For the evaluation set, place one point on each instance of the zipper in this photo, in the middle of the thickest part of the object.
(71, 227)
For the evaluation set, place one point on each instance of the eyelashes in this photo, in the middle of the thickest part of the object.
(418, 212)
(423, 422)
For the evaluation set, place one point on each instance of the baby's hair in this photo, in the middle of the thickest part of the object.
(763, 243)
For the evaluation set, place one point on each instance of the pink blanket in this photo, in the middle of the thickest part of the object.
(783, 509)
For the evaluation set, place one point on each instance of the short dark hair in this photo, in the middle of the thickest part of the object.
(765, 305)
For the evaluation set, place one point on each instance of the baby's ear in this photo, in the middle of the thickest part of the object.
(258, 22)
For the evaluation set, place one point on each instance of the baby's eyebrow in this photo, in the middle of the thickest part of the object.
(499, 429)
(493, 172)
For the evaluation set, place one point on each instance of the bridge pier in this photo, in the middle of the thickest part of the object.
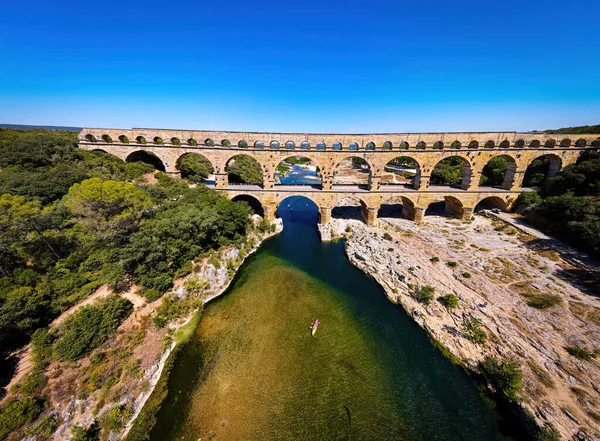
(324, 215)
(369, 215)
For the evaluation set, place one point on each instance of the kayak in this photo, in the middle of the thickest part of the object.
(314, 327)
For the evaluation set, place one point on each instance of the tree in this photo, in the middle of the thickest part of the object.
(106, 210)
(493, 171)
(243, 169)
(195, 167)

⁂

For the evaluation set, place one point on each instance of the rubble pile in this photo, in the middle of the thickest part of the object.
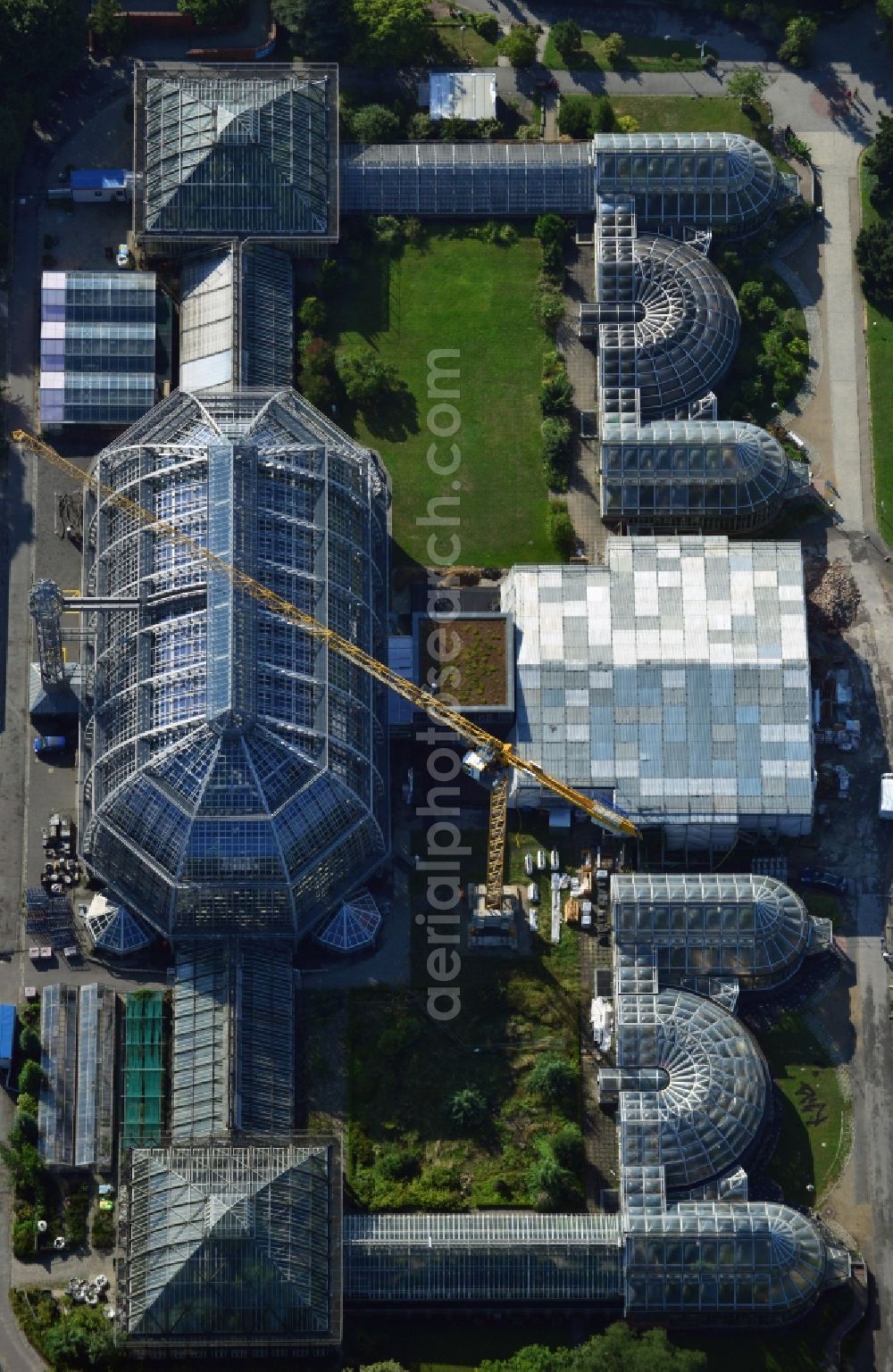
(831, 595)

⁂

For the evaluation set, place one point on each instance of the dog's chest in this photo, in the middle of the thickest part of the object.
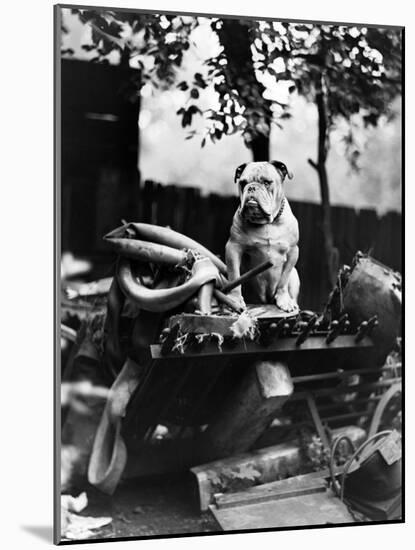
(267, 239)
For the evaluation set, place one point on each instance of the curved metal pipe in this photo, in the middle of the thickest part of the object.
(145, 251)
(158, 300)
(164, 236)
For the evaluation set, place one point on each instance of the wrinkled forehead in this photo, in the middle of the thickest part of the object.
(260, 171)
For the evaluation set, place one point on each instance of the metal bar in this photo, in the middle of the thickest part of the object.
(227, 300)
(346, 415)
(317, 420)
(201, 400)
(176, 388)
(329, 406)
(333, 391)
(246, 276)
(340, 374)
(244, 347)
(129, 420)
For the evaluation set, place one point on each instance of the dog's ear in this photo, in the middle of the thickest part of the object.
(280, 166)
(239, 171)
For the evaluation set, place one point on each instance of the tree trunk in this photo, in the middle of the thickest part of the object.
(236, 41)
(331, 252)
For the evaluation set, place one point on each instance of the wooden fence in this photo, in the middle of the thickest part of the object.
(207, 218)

⁂

● **Exercise prompt**
Extract every line above that contains the string "hair", matching case exactly, and copy each one in full.

● **Final answer**
For the evaluation set, place one point on each instance of the baby's hair in this photo, in the middle of the thickest part of the object.
For the evaluation set, place one point on each instance of the short dark hair in this photo, in the middle of the thickest part of the object.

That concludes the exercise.